PASSAGE PROVIDED →
----------

The National Physical Activity Plan is an ambitious, comprehensive, and vital blueprint for creating a more active culture. It embodies the principles and best ideas formulated by folks steeped in the urgent effort to increase physical activity among all Americans. Already it is having an impact.
But there is a significant barrier. And it is one that must be overcome before the vision of the Plan can be fully realized.
It is the misconception that the ultimate goal of the National Physical Activity Plan is to promote physical activity. It isn't.
The ultimate goal of the National Physical Activity Plan is to save lives - millions of lives - and to improve the overall health and wellbeing of every American.
It is a goal worthy of the full attention of policymakers and thought leaders. And given the staggering cost of obesity and chronic diseases in this country - coupled with the dismal forecast for the life expectancy of America's current generation of children - it is a seriously urgent goal that requires immediate action.
Last month, the United Nations (UN) General Assembly held a high-level meeting to discuss the devastating impact that non-communicable diseases (NCDs) are having around the world. Not surprisingly, they reached the very conclusion that prompted the development of our country's own National Physical Activity Plan two years ago:
The resolution that resulted from the meeting recognized "the critical importance of reducing the level of expsoure of individuals and populations to the common modifiable risk factors for non-communicable diseases, namely, tobacco use, unhealthy diet, physical inactivity, and the harmful use of alcohol, and their determinants while at the same time strengthening the capacity of individuals and populations to make healthier choices and follow lifestyle patterns that foster good health."
In a recent editorial published by McClatchy Newspapers, Joe Moore, President and CEO of the International Health, Racquet & Sportsclub Association (IHRSA), connected the pressing nature of the UN resolution directly to the National Physical Activity Plan.
"As UN members formulate a coordinated strategy to prevent and control NCDs around the globe, we need to consider our own efforts," Moore wrote. "What can we do, as a united nation, to fight back the NCDs that we've let grow out of control in our own backyards?"
He continues, "Our country's first-ever National Physical Activity Plan lays out a vision that one day, all Americans will be physically active and will live, work, and play in environments that facilitate regular physical activity. Its ultimate purpose is to improve health, prevent disease and disability, and enhance quality of life."
In short, the National Physical Activity Plan is about making America strong again.
And that demands attention.
What are your ideas on what else we can do to emphasize the urgency of the National Physical Activity Plan? How do we get policymakers and opinion leaders to pay attention? What is your organization doing?

----------

RECORDED DATA →
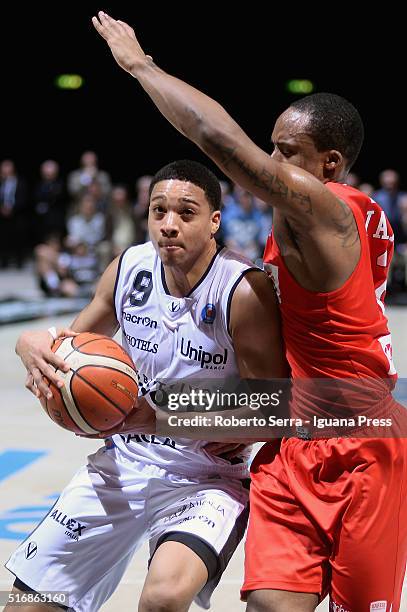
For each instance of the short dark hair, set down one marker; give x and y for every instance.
(334, 124)
(193, 172)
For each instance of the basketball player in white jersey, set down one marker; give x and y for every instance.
(187, 309)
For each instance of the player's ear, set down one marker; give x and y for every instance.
(333, 161)
(215, 222)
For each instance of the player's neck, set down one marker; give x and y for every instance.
(181, 280)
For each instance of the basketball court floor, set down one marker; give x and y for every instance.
(37, 458)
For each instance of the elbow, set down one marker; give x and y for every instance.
(209, 134)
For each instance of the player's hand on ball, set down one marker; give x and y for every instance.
(34, 350)
(121, 39)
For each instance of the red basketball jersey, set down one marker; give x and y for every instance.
(342, 333)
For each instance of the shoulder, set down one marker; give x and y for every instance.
(254, 300)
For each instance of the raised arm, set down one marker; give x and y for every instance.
(260, 353)
(294, 191)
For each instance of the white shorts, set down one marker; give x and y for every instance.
(109, 509)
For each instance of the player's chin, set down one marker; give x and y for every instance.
(171, 255)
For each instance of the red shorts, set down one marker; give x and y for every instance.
(330, 516)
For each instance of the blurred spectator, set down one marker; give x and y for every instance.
(242, 226)
(389, 194)
(140, 209)
(227, 196)
(120, 220)
(353, 180)
(87, 226)
(50, 201)
(102, 200)
(80, 179)
(13, 216)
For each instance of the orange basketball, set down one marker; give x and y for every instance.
(100, 388)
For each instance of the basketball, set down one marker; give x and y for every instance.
(100, 387)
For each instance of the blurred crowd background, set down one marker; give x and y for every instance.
(69, 225)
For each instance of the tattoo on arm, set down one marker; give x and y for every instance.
(262, 178)
(345, 225)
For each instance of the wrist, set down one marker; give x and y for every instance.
(53, 333)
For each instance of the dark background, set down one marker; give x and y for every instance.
(241, 55)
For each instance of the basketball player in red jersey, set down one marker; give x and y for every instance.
(327, 515)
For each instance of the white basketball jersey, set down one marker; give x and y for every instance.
(172, 338)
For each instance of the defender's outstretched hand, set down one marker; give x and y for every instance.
(122, 41)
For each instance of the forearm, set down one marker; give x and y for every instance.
(97, 320)
(194, 114)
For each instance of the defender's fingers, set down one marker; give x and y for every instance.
(128, 29)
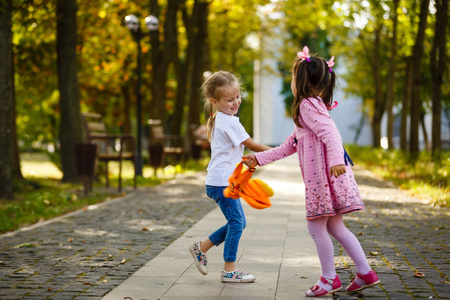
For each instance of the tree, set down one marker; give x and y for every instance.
(438, 59)
(197, 60)
(70, 130)
(416, 104)
(6, 100)
(162, 54)
(390, 93)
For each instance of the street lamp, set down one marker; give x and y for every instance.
(133, 23)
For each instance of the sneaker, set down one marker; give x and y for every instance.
(370, 279)
(317, 291)
(237, 275)
(199, 258)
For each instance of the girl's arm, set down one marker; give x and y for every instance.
(284, 150)
(316, 117)
(254, 146)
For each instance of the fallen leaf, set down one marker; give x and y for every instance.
(25, 245)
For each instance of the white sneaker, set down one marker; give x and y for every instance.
(237, 275)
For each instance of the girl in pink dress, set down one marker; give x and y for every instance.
(330, 187)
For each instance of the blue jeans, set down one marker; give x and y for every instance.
(231, 232)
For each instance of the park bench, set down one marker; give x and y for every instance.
(163, 147)
(112, 147)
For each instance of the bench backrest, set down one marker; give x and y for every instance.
(93, 125)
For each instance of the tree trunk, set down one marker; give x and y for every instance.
(391, 78)
(437, 66)
(70, 130)
(161, 57)
(417, 78)
(406, 100)
(379, 99)
(200, 24)
(182, 70)
(424, 130)
(6, 100)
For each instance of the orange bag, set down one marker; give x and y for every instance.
(254, 191)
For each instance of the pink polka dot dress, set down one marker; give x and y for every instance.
(319, 147)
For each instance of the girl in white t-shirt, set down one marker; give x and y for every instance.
(228, 138)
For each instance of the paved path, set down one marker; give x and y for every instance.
(103, 253)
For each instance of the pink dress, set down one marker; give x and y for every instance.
(319, 147)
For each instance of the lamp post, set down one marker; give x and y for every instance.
(133, 23)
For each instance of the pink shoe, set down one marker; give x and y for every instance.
(317, 291)
(370, 279)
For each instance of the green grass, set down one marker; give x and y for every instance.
(42, 195)
(422, 178)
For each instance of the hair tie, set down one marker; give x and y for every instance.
(304, 55)
(330, 64)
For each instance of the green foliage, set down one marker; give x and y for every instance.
(422, 178)
(40, 198)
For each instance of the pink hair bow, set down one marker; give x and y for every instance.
(304, 54)
(330, 64)
(333, 106)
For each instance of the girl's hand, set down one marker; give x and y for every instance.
(337, 170)
(250, 160)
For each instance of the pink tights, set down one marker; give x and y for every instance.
(320, 228)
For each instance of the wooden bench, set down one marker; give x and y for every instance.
(170, 145)
(112, 147)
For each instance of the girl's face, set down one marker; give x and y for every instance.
(229, 101)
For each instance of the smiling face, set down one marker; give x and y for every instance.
(229, 100)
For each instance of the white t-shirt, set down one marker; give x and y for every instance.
(226, 148)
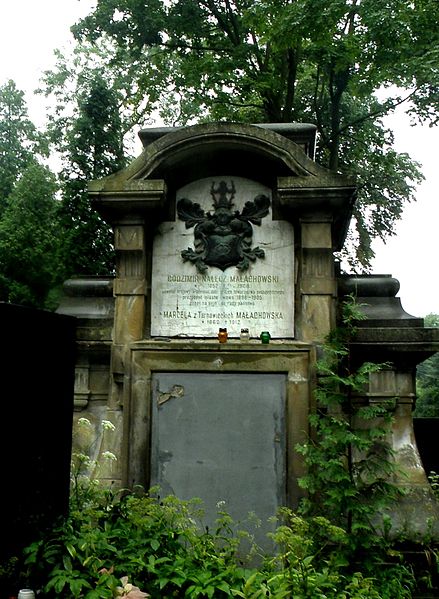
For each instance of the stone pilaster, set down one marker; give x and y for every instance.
(316, 284)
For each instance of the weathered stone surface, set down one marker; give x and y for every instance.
(155, 290)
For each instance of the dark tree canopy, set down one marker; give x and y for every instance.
(20, 143)
(91, 146)
(319, 61)
(427, 380)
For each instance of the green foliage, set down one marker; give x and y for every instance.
(330, 549)
(349, 460)
(161, 547)
(427, 380)
(30, 240)
(280, 61)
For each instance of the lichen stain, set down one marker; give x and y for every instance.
(177, 391)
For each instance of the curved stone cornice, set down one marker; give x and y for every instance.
(267, 153)
(207, 145)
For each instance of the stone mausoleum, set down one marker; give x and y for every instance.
(231, 226)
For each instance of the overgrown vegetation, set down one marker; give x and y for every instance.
(136, 544)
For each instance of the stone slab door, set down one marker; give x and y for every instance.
(221, 437)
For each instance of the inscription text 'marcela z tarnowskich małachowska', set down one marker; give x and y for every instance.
(223, 238)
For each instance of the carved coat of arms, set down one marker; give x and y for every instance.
(223, 238)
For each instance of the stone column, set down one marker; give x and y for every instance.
(316, 284)
(415, 514)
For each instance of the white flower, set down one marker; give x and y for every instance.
(109, 455)
(108, 426)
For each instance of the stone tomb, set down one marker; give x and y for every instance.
(231, 226)
(189, 302)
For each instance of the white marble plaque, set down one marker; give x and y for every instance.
(189, 303)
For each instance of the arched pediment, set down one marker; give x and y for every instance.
(203, 150)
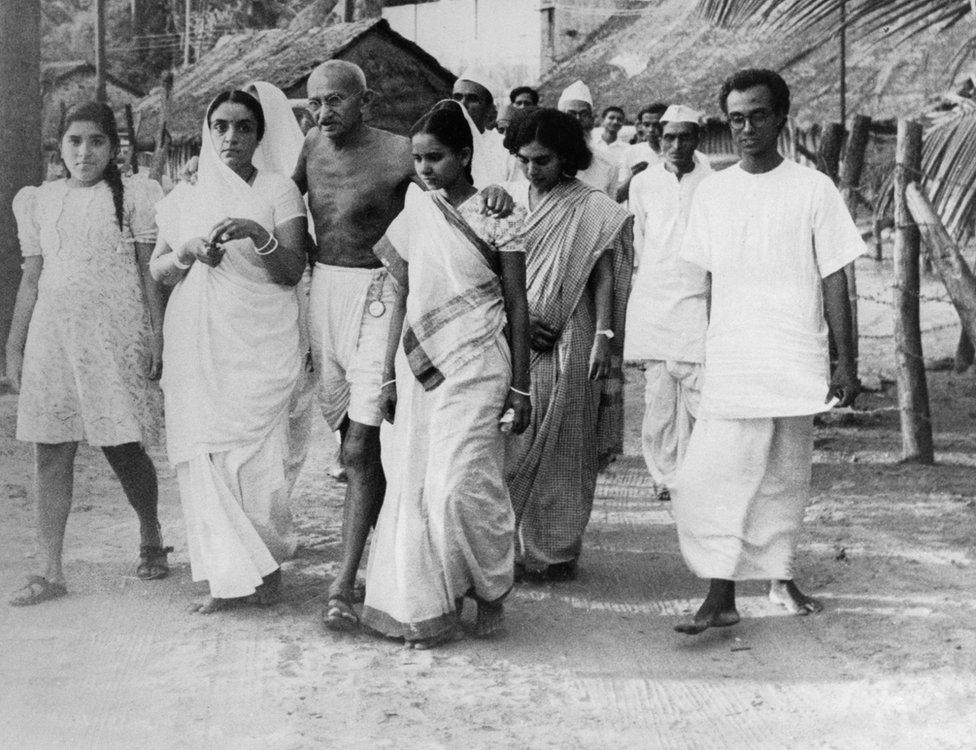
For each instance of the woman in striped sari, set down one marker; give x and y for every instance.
(579, 260)
(461, 378)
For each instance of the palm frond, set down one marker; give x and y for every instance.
(949, 169)
(900, 19)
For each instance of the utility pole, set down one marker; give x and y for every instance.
(843, 63)
(187, 12)
(20, 122)
(100, 50)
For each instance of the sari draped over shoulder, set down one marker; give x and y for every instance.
(577, 424)
(230, 362)
(455, 309)
(446, 527)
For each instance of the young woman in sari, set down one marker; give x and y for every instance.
(85, 339)
(579, 260)
(233, 245)
(446, 526)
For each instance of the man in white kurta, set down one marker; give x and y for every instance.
(667, 312)
(473, 90)
(775, 237)
(603, 172)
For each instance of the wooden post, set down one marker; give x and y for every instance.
(946, 258)
(913, 398)
(100, 50)
(133, 146)
(162, 135)
(828, 153)
(187, 20)
(850, 179)
(20, 122)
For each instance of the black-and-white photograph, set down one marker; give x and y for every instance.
(487, 374)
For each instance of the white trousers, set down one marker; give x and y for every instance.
(672, 393)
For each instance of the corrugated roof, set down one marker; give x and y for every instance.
(669, 53)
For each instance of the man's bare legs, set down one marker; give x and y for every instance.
(788, 595)
(365, 487)
(717, 611)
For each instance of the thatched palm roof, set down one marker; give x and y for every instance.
(669, 53)
(284, 57)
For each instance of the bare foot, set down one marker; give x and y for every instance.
(338, 613)
(268, 592)
(212, 604)
(424, 644)
(717, 611)
(490, 620)
(786, 594)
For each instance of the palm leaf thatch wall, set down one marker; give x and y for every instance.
(949, 151)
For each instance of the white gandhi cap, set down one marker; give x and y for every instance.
(575, 92)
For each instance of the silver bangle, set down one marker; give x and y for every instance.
(272, 241)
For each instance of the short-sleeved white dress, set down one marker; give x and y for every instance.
(87, 357)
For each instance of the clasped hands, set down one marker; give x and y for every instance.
(543, 337)
(210, 249)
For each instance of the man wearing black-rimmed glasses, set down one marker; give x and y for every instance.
(775, 237)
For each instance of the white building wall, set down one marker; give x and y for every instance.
(503, 37)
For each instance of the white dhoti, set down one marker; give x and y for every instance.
(349, 321)
(740, 496)
(301, 406)
(672, 393)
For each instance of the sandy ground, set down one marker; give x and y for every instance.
(589, 664)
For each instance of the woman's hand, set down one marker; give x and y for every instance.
(155, 355)
(496, 202)
(199, 249)
(521, 406)
(239, 229)
(388, 400)
(15, 365)
(600, 358)
(542, 336)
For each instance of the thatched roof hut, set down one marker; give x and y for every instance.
(668, 53)
(408, 80)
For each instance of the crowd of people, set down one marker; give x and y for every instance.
(477, 286)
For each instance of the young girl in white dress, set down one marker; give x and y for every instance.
(85, 342)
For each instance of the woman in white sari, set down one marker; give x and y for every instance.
(446, 527)
(233, 245)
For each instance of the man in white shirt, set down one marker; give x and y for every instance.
(667, 313)
(606, 140)
(644, 153)
(775, 237)
(602, 172)
(490, 163)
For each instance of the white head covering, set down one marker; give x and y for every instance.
(681, 113)
(480, 169)
(477, 74)
(192, 210)
(575, 92)
(283, 139)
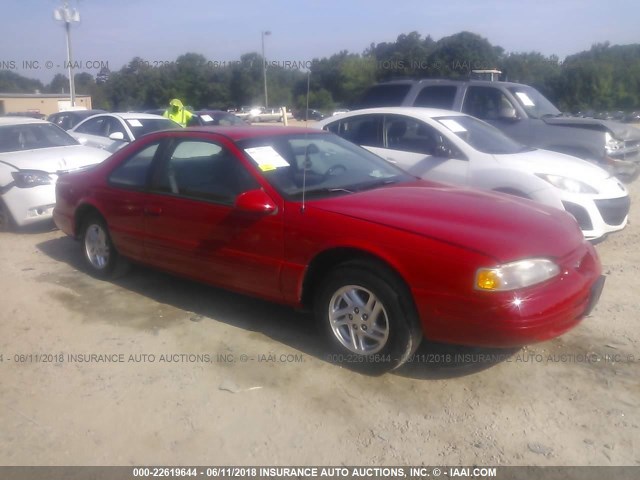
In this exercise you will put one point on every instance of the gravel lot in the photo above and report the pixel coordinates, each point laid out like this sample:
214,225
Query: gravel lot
201,376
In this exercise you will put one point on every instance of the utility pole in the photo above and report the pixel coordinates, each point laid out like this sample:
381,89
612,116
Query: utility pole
264,70
68,15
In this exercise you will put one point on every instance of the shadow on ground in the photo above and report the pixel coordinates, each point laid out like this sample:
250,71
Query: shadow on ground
280,323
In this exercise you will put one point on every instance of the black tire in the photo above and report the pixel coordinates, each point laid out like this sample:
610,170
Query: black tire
375,343
6,220
100,255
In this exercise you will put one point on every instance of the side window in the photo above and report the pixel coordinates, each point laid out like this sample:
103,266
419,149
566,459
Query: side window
113,125
487,103
410,135
363,130
439,96
93,126
133,171
203,171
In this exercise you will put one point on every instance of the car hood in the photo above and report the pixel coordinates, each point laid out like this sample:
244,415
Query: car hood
619,130
554,163
55,159
498,225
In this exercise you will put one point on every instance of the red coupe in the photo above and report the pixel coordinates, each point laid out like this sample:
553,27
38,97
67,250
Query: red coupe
302,217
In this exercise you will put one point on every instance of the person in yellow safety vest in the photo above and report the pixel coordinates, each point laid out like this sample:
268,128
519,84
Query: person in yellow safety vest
177,112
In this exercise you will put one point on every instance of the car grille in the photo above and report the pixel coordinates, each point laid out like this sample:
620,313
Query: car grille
580,214
614,210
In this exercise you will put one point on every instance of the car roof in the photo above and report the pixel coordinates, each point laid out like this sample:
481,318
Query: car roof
19,120
133,115
450,81
205,111
414,111
241,132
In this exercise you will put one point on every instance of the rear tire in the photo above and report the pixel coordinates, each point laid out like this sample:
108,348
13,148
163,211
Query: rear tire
101,256
368,318
6,220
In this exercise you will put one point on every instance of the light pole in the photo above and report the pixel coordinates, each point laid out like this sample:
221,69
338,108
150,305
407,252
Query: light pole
264,70
68,15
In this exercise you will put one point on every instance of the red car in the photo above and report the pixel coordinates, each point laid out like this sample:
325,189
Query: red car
303,217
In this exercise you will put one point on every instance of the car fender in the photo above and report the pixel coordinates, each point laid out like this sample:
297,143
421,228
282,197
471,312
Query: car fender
530,185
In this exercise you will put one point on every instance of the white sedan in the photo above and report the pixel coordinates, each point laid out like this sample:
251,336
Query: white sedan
33,153
112,131
455,148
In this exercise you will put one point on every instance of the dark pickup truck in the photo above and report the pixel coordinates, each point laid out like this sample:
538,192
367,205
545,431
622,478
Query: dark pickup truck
524,114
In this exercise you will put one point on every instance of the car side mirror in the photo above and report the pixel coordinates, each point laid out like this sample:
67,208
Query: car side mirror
117,136
509,114
255,201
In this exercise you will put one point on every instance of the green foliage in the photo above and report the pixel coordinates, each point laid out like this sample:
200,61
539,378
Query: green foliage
604,77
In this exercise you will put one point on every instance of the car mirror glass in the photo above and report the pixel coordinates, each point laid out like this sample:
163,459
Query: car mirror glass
117,136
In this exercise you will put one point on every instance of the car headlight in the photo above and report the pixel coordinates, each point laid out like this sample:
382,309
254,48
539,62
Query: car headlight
612,144
31,178
520,274
567,184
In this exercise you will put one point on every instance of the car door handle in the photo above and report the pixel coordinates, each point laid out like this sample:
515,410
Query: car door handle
153,211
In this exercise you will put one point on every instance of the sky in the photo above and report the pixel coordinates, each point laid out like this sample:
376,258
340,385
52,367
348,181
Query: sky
112,32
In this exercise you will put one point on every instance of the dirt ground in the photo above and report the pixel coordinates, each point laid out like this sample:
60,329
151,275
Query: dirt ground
201,376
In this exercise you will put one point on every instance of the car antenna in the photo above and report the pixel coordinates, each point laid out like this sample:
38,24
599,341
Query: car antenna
306,152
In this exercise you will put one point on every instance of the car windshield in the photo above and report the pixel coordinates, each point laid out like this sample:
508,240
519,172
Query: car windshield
320,164
535,104
142,126
385,95
14,138
220,119
480,135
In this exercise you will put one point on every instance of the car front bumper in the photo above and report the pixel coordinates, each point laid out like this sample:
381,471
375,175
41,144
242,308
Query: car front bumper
519,317
30,205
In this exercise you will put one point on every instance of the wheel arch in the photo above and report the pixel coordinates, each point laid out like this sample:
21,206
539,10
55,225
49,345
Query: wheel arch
82,212
327,260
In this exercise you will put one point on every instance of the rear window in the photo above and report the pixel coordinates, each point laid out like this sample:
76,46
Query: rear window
440,96
385,95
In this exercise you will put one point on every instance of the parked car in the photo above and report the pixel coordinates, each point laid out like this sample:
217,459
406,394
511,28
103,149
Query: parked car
156,111
112,131
69,119
267,115
447,146
309,114
306,218
633,117
38,115
522,113
208,118
245,111
33,153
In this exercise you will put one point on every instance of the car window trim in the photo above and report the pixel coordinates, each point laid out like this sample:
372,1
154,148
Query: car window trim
171,144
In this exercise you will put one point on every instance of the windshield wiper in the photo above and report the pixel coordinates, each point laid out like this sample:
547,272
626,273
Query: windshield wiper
320,191
375,184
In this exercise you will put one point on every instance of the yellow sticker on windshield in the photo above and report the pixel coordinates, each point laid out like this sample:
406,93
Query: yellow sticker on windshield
266,158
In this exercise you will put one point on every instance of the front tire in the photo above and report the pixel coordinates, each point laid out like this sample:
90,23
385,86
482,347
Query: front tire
6,220
368,318
101,257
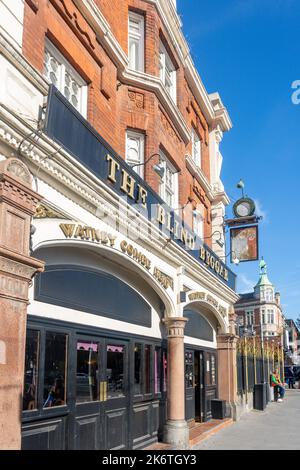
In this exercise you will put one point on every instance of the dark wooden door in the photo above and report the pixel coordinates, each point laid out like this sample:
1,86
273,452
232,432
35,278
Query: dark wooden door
189,385
100,418
210,382
116,395
199,387
86,431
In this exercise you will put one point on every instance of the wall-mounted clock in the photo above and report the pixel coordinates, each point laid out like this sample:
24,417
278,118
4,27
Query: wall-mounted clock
244,207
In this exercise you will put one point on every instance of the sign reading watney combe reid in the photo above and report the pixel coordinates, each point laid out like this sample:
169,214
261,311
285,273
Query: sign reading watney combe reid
66,126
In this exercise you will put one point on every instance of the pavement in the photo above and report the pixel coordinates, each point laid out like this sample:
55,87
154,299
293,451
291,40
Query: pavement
276,428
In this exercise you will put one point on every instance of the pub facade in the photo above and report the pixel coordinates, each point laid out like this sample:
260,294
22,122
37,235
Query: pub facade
129,320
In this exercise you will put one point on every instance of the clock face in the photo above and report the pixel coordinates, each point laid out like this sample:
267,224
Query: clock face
244,207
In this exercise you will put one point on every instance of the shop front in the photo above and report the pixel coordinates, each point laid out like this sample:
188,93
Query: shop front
123,324
87,386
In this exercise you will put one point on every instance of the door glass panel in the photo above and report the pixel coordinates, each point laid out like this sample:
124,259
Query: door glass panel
31,370
165,371
55,370
157,369
189,370
137,369
147,368
115,370
87,374
213,369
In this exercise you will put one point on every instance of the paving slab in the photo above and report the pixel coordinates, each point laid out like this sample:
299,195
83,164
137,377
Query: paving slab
276,428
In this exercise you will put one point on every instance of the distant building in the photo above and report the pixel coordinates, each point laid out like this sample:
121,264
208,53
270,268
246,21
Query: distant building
293,336
260,309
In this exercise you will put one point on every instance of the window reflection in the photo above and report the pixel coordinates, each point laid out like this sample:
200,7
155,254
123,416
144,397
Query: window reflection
31,370
189,370
137,369
165,371
87,372
55,370
115,370
147,368
157,369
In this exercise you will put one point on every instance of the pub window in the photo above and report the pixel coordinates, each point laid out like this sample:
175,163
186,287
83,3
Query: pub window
135,144
115,370
213,369
62,75
250,317
167,71
165,371
198,223
189,370
137,369
87,373
136,41
147,369
196,148
169,183
55,370
31,370
157,369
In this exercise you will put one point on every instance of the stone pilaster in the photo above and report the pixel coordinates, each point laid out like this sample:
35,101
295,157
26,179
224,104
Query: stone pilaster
227,370
176,430
17,205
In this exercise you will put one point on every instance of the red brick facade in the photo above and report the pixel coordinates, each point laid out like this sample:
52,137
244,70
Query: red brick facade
114,107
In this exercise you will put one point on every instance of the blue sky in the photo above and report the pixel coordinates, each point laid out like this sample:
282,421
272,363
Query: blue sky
249,51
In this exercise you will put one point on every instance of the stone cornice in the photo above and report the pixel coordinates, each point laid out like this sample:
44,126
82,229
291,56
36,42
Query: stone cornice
213,196
172,22
154,84
21,64
69,177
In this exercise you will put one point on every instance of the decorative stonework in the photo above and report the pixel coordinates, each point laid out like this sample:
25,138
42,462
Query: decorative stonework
168,127
136,98
65,6
19,170
43,212
175,326
33,5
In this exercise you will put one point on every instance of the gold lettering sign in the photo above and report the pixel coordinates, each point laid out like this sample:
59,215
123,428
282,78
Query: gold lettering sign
209,299
213,263
135,254
165,280
88,233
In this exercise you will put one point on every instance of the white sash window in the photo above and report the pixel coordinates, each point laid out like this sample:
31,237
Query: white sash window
196,148
167,72
136,44
135,148
61,74
169,183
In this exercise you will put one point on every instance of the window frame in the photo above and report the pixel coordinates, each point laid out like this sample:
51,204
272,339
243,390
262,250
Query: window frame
65,66
139,38
163,188
196,143
166,64
140,170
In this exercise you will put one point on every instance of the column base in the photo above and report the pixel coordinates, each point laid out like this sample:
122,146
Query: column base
176,433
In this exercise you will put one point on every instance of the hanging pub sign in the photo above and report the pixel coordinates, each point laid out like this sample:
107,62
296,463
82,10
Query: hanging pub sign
67,127
244,243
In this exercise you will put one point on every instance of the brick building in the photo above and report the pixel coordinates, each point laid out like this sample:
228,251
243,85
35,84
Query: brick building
260,312
292,343
101,102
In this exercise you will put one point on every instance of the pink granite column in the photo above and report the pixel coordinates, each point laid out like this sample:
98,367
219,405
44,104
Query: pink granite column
17,205
176,429
227,366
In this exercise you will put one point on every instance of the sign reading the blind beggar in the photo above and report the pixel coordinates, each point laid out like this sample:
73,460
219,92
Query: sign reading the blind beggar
91,150
204,297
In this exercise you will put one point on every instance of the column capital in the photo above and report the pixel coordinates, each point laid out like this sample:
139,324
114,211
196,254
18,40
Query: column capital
175,326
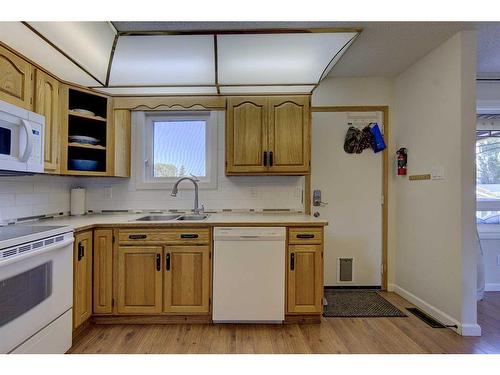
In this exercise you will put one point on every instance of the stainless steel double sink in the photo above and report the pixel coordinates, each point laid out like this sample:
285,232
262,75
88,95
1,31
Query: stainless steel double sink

----------

WHAT IS BEING ASKED →
Rewrite the passage on the National Physical Activity Plan from "But there is" up to and including "of every American.", putting "mistaken belief" in place of "misconception". The material that comes after the passage is separate from it.

TASK RESULT →
But there is a significant barrier. And it is one that must be overcome before the vision of the Plan can be fully realized.
It is the mistaken belief that the ultimate goal of the National Physical Activity Plan is to promote physical activity. It isn't.
The ultimate goal of the National Physical Activity Plan is to save lives - millions of lives - and to improve the overall health and wellbeing of every American.